:: EXCERPT PROVIDED ::
________________________________________
This is a pretty awkward segue. If the Gini coefficient measures inequalities in disposable income, why even mention Medicaid or especially Medicare (to which all US citizens are entitled on reaching age 65)? Those funds never enter the bank accounts of those families. They go to hospitals and healthcare providers directly. They are in no way disposable income.
It's like comparing apples to oranges, RIGHT? Or typical blaming of the poor?
Why is it inexplicable? I'm referring to the last sentence to the awkward segue.
The whole screed seems to be bull to me.
Oh course the more you make the more one is going to pay in taxes. Simple logic that seems to escape some people.
This whole piece sounds like nothing more than another poor rich people have all the burden bullshit.
Also how does a government take disposable income? Disposable income is what people have left after paying their bills, not something that is taken in taxes.
It just shows republican priorities of the poor over taxed rich bullshit meme.
That is exactly what 'this' is Ender, EXACTLY
Clearly lays that out? So what do you think is the point of this article? That the wealthy pay too much?
Who ever claimed we were like other countries and their tax system?
If you think there is no inequality in the US.....
And once again, of course the rich pay more in taxes. Common logic, the more you make, the more you pay.
Again, what is your point here? Are you espousing that the rich should get a tax cut?
Just because the article makes a comparison doesn't mean everyone else is...
I do go by what you write. If you cannot be clear, not my problem.
Their fair share?
So once again, what is your point? That we should leave the tax system alone? That we should revamp it? That it works fine the way it is?
That people making 25K a year should pay more in taxes?
So your point is really no point at all. So you think the rich pay enough.
Does that mean leave the tax system alone? or....
Finally...
I actually agree about deductions. They can get to be ridiculous, like having a business lunch can qualify as a deduction...
In 2018, the top 1 percent of taxpayers earned 20 percent of all income (AGI) but paid a 40 percent share of income taxes.
Tell you a secret. I may lose my Lib card yet I think they should do away with EIC.
All it is basically is the government buying everyone a new tv or vacation money every year.
Basically giving people money because they somehow managed to pop out a few babies.
EITC was a program instituted with the complete approval and co-operation of corporations. Who wouldnt want to get the government to pay part of your payroll? EITC has always been a "substitute" for paying a living wage, or even raising the minimum wage. If EITC was ended either companies would have to pay better or the poverty rate would rise dramatically. Neither of those are going to happen.
________________________________________
:: DATASET CONTENT ::
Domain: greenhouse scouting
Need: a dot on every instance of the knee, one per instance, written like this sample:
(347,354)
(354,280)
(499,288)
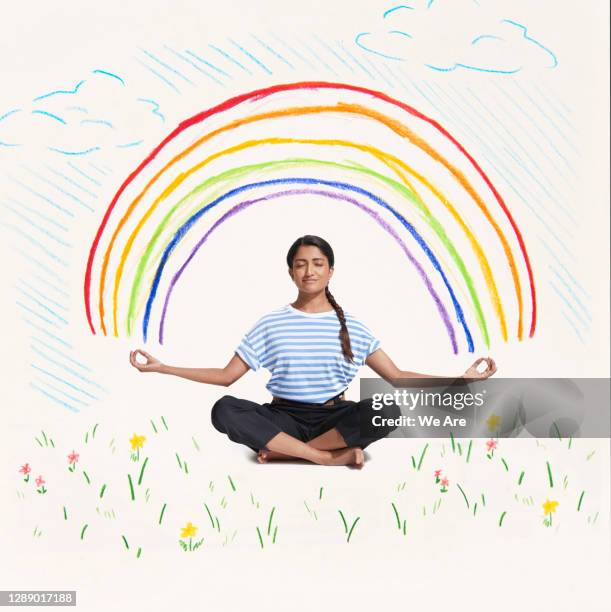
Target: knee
(221,411)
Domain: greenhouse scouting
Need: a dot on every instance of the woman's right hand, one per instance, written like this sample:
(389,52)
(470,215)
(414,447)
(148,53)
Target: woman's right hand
(152,364)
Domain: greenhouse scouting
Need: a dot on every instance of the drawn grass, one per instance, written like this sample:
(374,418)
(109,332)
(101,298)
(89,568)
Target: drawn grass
(142,471)
(422,456)
(260,538)
(346,530)
(209,515)
(549,474)
(396,515)
(269,523)
(463,494)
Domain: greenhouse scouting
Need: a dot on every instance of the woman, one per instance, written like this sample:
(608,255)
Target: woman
(313,350)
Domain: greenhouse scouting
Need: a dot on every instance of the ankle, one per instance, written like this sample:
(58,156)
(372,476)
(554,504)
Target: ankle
(320,456)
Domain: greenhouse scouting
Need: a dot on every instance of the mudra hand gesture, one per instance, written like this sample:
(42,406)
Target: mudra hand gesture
(152,363)
(473,372)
________________________________________
:: EXERCISE SET ::
1. Duplicate everything in the tax discussion from "Their fair share?" down to "money every year.".
2. List every percentage figure that appears in the tax discussion.
3. Answer these questions from the tax discussion.
(a) At what age are US citizens entitled to Medicare?
(b) In 2018, what share of all income did the top 1 percent of taxpayers earn?
(c) What example is given of something that can qualify as a deduction?
None of the work here draws on the entries.

:: ANSWERS TO THIS EXERCISE ::
1.
Their fair share?
So once again, what is your point? That we should leave the tax system alone? That we should revamp it? That it works fine the way it is?
That people making 25K a year should pay more in taxes?
So your point is really no point at all. So you think the rich pay enough.
Does that mean leave the tax system alone? or....
Finally...
I actually agree about deductions. They can get to be ridiculous, like having a business lunch can qualify as a deduction...
In 2018, the top 1 percent of taxpayers earned 20 percent of all income (AGI) but paid a 40 percent share of income taxes.
Tell you a secret. I may lose my Lib card yet I think they should do away with EIC.
All it is basically is the government buying everyone a new tv or vacation money every year.

2.
1 percent
20 percent
40 percent

3.
(a) 65
(b) 20 percent
(c) Having a business lunch